§ What needs to be done:
Starting with the line with "Task: find the rear door handle" and going on through the line with "point(76, 198)", write out the entries again with "marker" swapped for "pin" and everything else unchanged.
▼
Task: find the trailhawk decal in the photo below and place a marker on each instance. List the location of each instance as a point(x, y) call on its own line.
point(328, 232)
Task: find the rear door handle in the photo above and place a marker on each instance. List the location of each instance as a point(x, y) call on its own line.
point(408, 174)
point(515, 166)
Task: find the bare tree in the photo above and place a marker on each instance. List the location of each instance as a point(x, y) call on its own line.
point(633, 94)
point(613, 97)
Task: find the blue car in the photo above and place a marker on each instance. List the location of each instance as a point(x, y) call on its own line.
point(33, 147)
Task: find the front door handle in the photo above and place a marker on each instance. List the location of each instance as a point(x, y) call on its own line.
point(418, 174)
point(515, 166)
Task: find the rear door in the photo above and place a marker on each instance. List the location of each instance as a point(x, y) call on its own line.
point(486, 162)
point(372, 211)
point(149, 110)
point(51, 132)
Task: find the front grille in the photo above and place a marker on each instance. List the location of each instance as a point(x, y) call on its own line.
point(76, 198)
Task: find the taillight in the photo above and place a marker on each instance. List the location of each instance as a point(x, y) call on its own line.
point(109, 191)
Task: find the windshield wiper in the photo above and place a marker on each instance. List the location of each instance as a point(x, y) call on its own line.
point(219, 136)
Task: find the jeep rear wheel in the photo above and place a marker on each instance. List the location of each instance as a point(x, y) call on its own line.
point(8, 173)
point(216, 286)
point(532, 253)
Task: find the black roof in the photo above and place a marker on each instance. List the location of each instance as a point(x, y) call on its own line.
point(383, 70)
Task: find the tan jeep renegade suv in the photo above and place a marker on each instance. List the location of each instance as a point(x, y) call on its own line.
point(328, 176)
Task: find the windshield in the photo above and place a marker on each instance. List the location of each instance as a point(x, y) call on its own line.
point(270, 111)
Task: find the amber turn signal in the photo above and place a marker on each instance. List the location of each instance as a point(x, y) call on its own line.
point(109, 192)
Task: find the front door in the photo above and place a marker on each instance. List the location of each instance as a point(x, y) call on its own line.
▲
§ Response:
Task: find the rear door handle in the photo above and place a pin on each instance. List the location of each instance as a point(x, y) call on its own line.
point(408, 174)
point(515, 166)
Task: find the bare tree in the photo above and place a pin on each instance. List the location of each instance as a point(x, y) call on its own line.
point(633, 94)
point(613, 97)
Task: find the blue car in the photo above and place a pin on each instance. List the location of each instance as a point(x, y) call on its own line.
point(33, 147)
Task: find the front door handle in the photo above and place a pin on each instance. List the location of each instance as a point(x, y) call on its own line.
point(418, 174)
point(515, 166)
Task: find the rear door in the photo above and place a pin on each instance. List the location of each instance as a point(x, y) call on its own line.
point(486, 162)
point(372, 211)
point(149, 110)
point(51, 132)
Task: find the front grille in the photo above and place a pin on each instance. List the location of each instance as a point(x, y) call on its own line.
point(76, 198)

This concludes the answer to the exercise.